### Task to carry out
Show every line in the entries below that contains the word "foliage".

### Dataset records
□ □ □ □

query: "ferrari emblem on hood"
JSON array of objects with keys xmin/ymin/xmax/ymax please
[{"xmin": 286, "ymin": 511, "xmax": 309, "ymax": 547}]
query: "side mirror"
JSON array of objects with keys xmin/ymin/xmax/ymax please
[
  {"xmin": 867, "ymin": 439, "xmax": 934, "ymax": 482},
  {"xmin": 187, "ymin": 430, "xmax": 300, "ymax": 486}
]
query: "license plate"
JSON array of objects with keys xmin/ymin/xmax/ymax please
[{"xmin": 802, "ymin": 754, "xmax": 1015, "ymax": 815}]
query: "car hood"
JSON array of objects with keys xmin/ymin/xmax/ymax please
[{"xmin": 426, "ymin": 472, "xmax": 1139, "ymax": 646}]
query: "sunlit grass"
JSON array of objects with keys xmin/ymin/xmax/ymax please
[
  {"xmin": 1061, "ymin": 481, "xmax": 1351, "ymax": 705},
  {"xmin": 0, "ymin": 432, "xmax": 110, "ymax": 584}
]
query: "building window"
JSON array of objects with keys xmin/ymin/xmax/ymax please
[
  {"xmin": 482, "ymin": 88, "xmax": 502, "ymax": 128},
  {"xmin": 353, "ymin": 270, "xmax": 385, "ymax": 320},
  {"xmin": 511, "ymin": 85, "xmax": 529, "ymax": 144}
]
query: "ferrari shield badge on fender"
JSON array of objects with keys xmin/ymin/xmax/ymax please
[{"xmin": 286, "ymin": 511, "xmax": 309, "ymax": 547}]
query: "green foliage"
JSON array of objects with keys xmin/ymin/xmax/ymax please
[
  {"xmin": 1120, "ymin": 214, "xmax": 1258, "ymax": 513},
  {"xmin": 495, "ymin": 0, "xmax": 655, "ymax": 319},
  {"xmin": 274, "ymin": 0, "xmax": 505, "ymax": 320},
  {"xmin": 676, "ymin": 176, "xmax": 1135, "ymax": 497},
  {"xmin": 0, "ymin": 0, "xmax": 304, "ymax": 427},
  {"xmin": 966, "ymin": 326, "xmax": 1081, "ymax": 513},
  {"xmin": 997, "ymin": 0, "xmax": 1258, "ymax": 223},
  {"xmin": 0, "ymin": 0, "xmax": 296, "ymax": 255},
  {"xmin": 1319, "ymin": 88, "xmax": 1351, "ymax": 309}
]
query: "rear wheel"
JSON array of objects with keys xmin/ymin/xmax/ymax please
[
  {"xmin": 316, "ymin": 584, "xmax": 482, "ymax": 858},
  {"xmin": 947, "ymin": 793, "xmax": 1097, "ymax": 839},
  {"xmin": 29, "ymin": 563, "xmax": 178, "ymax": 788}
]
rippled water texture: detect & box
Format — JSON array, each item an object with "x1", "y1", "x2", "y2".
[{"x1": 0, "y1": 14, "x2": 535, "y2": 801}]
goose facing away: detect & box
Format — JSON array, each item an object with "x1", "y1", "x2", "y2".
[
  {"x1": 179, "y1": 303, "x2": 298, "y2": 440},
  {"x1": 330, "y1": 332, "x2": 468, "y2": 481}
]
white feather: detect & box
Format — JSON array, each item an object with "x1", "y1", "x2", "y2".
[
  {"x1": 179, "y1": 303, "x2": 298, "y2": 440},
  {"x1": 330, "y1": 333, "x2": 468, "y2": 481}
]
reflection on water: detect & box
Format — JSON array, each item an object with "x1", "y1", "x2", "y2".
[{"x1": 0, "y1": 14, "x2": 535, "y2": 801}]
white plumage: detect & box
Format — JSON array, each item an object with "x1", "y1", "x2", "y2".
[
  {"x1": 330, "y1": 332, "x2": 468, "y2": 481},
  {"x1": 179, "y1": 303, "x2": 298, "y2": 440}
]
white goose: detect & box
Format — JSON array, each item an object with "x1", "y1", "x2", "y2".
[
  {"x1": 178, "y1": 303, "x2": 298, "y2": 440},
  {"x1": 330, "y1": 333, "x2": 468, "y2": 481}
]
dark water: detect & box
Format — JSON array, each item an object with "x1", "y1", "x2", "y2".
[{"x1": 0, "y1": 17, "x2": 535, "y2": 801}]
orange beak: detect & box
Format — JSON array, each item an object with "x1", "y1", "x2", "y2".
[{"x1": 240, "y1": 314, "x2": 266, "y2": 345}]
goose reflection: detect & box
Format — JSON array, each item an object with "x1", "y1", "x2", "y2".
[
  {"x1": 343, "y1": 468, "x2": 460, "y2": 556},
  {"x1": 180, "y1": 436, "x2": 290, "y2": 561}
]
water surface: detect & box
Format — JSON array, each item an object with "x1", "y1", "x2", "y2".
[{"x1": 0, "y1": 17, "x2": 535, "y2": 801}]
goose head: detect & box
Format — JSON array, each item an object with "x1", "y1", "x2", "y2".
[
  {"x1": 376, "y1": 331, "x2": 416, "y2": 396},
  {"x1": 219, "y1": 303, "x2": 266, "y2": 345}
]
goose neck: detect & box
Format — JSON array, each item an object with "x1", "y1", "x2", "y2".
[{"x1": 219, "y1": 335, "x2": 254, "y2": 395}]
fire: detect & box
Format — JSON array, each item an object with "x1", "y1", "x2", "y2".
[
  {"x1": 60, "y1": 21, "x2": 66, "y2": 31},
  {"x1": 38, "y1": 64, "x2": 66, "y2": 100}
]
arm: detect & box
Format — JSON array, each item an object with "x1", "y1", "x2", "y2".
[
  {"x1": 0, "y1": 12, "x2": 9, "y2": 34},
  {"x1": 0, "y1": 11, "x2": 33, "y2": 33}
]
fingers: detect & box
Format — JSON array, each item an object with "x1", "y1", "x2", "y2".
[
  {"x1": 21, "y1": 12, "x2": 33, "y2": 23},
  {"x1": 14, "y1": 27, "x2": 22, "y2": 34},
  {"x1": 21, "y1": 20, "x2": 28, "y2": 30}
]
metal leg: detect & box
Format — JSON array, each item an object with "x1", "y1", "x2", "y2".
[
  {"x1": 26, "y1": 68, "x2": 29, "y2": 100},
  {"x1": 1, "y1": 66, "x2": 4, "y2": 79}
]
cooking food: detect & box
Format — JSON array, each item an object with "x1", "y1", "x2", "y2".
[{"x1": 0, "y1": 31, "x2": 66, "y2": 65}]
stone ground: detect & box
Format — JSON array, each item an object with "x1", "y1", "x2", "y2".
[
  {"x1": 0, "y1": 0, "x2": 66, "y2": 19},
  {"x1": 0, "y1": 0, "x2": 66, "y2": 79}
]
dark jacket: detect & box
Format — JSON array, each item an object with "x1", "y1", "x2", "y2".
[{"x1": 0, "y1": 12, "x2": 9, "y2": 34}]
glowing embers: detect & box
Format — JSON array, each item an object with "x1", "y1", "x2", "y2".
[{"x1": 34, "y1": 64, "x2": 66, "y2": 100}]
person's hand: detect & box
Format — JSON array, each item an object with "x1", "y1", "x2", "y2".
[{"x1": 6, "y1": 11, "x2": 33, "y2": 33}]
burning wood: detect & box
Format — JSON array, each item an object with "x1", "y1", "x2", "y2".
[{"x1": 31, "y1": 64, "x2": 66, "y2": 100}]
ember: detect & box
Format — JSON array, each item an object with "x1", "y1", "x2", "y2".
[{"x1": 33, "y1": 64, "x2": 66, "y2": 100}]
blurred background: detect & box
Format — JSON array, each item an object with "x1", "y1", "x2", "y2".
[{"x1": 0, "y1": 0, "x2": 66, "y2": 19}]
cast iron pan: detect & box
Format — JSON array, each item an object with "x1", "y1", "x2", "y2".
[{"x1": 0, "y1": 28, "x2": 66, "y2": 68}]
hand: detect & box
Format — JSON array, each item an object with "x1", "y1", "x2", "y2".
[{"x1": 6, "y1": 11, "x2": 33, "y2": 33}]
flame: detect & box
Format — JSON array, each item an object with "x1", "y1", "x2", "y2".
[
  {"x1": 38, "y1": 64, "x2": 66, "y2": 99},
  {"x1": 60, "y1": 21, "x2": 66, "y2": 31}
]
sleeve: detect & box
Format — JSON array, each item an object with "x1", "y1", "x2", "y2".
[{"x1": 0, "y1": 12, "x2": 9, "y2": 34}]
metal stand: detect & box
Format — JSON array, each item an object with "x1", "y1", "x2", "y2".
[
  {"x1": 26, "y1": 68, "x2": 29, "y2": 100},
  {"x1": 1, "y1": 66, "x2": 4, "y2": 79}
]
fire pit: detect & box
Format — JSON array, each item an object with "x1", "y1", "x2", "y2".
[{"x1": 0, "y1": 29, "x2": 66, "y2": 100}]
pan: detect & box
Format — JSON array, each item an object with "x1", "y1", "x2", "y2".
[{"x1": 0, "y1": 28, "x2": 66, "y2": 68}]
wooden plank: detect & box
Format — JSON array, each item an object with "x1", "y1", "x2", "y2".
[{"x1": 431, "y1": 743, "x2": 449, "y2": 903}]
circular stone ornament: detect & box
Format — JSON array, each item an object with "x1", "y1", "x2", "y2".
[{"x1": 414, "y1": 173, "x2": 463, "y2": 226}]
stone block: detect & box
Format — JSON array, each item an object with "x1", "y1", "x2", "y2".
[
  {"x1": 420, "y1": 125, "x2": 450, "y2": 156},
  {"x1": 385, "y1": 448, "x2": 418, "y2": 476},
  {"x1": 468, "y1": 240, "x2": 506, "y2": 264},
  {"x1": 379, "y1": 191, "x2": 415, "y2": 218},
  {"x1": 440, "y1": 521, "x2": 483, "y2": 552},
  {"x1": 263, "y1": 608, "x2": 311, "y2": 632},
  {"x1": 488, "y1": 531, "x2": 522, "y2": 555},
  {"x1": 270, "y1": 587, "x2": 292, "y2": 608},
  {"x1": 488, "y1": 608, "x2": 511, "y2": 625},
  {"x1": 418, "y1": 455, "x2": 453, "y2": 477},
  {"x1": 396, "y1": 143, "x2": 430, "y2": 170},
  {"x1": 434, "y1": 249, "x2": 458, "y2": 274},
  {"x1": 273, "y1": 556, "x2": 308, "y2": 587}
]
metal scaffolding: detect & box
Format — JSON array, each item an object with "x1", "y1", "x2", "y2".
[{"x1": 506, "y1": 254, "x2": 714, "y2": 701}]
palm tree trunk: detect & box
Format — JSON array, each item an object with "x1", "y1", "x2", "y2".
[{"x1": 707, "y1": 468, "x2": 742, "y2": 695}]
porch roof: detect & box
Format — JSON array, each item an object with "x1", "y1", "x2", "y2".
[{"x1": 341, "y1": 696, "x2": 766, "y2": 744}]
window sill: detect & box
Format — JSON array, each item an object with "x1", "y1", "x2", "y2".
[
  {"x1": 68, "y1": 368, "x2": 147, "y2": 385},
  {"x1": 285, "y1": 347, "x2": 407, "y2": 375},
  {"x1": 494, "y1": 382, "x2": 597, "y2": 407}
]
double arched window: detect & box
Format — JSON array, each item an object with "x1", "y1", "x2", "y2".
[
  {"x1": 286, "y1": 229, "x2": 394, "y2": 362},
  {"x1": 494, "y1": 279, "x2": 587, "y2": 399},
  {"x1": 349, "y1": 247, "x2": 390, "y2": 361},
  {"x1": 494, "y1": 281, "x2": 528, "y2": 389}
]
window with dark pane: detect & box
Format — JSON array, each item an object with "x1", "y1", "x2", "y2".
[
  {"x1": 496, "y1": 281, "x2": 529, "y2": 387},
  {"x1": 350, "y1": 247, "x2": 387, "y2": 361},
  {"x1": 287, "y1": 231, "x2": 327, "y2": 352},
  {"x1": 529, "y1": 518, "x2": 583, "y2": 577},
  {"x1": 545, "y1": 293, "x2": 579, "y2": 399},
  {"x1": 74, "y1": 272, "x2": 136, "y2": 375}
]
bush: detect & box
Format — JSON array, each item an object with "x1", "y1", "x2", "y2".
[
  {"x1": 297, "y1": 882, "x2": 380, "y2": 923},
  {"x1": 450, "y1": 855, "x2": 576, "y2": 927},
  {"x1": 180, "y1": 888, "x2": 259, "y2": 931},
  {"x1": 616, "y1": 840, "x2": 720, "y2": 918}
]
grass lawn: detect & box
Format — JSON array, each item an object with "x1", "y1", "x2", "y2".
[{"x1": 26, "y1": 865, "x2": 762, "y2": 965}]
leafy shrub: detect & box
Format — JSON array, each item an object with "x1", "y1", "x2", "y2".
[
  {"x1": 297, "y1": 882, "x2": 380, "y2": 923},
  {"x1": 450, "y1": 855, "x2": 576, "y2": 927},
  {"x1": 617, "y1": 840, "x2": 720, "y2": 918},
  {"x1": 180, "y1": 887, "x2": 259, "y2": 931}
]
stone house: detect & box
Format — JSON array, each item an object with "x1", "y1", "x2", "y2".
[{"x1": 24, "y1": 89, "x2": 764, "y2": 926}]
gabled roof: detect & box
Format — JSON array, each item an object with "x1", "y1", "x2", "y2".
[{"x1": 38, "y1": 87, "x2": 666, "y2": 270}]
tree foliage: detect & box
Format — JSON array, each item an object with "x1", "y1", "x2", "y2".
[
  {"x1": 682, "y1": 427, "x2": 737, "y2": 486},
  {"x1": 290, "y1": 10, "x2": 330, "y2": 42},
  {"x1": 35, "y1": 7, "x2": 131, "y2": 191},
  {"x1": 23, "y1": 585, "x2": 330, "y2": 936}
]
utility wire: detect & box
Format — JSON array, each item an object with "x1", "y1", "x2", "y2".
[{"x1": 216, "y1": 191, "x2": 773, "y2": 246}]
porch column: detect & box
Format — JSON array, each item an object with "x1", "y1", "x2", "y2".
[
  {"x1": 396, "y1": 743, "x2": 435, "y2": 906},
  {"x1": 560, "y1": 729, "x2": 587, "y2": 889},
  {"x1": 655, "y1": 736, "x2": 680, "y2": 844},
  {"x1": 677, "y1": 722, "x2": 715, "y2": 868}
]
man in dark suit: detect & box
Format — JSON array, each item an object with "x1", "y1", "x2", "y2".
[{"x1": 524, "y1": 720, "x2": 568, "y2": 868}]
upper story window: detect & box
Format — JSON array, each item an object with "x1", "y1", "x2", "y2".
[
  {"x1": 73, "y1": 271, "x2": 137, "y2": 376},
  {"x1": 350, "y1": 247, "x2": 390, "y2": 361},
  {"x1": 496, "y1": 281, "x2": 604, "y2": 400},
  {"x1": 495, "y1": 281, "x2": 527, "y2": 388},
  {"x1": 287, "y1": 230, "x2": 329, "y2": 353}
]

□ □ □ □

### Finished exercise
query: "green foliage"
tree foliage: detect & box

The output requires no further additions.